• _Given task_
Collect every line in the listing below that contains the word "door". Letter case counts.

[Records of labeled boxes]

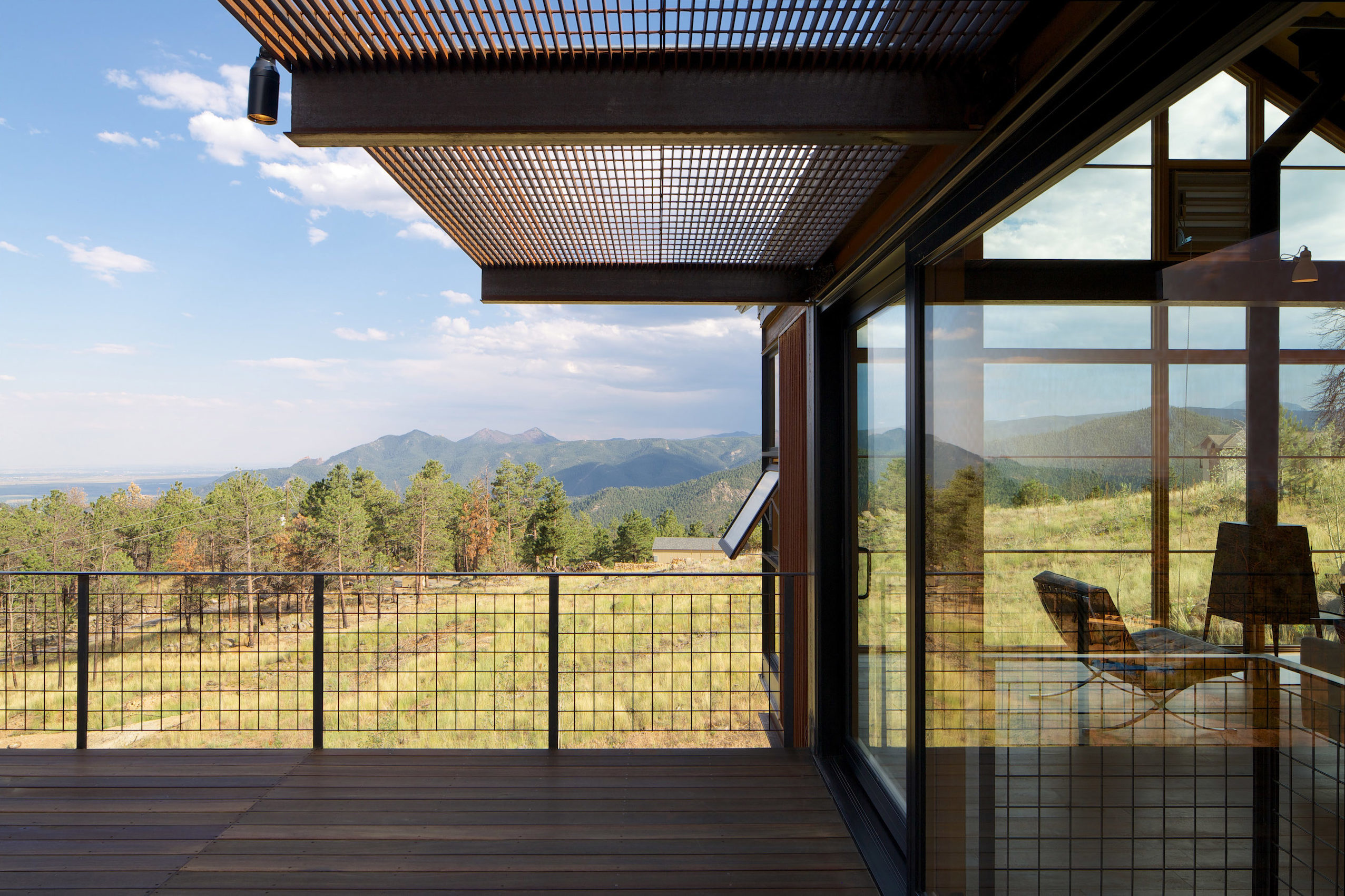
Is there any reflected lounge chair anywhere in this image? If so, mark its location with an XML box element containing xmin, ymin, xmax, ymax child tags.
<box><xmin>1033</xmin><ymin>572</ymin><xmax>1244</xmax><ymax>731</ymax></box>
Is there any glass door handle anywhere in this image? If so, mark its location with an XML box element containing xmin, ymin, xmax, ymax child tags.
<box><xmin>857</xmin><ymin>548</ymin><xmax>873</xmax><ymax>600</ymax></box>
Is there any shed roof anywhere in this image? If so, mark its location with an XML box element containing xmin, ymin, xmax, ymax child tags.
<box><xmin>654</xmin><ymin>538</ymin><xmax>724</xmax><ymax>553</ymax></box>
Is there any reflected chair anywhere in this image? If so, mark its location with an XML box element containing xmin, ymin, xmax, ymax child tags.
<box><xmin>1033</xmin><ymin>572</ymin><xmax>1244</xmax><ymax>731</ymax></box>
<box><xmin>1202</xmin><ymin>522</ymin><xmax>1322</xmax><ymax>656</ymax></box>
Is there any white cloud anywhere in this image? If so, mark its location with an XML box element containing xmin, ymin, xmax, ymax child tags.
<box><xmin>187</xmin><ymin>109</ymin><xmax>302</xmax><ymax>165</ymax></box>
<box><xmin>332</xmin><ymin>327</ymin><xmax>389</xmax><ymax>342</ymax></box>
<box><xmin>985</xmin><ymin>168</ymin><xmax>1150</xmax><ymax>258</ymax></box>
<box><xmin>47</xmin><ymin>237</ymin><xmax>155</xmax><ymax>285</ymax></box>
<box><xmin>433</xmin><ymin>316</ymin><xmax>472</xmax><ymax>337</ymax></box>
<box><xmin>139</xmin><ymin>66</ymin><xmax>248</xmax><ymax>116</ymax></box>
<box><xmin>397</xmin><ymin>221</ymin><xmax>457</xmax><ymax>249</ymax></box>
<box><xmin>238</xmin><ymin>358</ymin><xmax>346</xmax><ymax>370</ymax></box>
<box><xmin>237</xmin><ymin>358</ymin><xmax>346</xmax><ymax>383</ymax></box>
<box><xmin>260</xmin><ymin>146</ymin><xmax>417</xmax><ymax>218</ymax></box>
<box><xmin>98</xmin><ymin>131</ymin><xmax>140</xmax><ymax>146</ymax></box>
<box><xmin>98</xmin><ymin>131</ymin><xmax>159</xmax><ymax>150</ymax></box>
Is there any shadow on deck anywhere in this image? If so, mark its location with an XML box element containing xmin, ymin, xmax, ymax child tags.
<box><xmin>0</xmin><ymin>750</ymin><xmax>877</xmax><ymax>896</ymax></box>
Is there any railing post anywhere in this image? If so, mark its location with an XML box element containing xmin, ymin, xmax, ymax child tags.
<box><xmin>313</xmin><ymin>576</ymin><xmax>326</xmax><ymax>750</ymax></box>
<box><xmin>75</xmin><ymin>573</ymin><xmax>89</xmax><ymax>750</ymax></box>
<box><xmin>546</xmin><ymin>575</ymin><xmax>561</xmax><ymax>750</ymax></box>
<box><xmin>780</xmin><ymin>573</ymin><xmax>795</xmax><ymax>747</ymax></box>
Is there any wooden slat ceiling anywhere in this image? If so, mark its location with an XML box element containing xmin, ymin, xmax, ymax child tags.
<box><xmin>221</xmin><ymin>0</ymin><xmax>1024</xmax><ymax>71</ymax></box>
<box><xmin>369</xmin><ymin>146</ymin><xmax>904</xmax><ymax>268</ymax></box>
<box><xmin>221</xmin><ymin>0</ymin><xmax>1025</xmax><ymax>268</ymax></box>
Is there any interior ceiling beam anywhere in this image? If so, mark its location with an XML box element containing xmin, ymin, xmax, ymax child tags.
<box><xmin>482</xmin><ymin>265</ymin><xmax>811</xmax><ymax>306</ymax></box>
<box><xmin>1238</xmin><ymin>46</ymin><xmax>1345</xmax><ymax>150</ymax></box>
<box><xmin>289</xmin><ymin>70</ymin><xmax>994</xmax><ymax>146</ymax></box>
<box><xmin>952</xmin><ymin>258</ymin><xmax>1169</xmax><ymax>304</ymax></box>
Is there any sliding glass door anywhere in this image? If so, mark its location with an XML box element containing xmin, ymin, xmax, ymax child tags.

• _Reply to the exercise_
Is there any glass door handle anywhere in this image? If so, mark its location with an XML box element containing xmin, ymin, xmax, ymax child tags.
Is there any sliding glass door anywhere in this image? If so, mark its location with an XML box element containing xmin, ymin, xmax, ymax child tags.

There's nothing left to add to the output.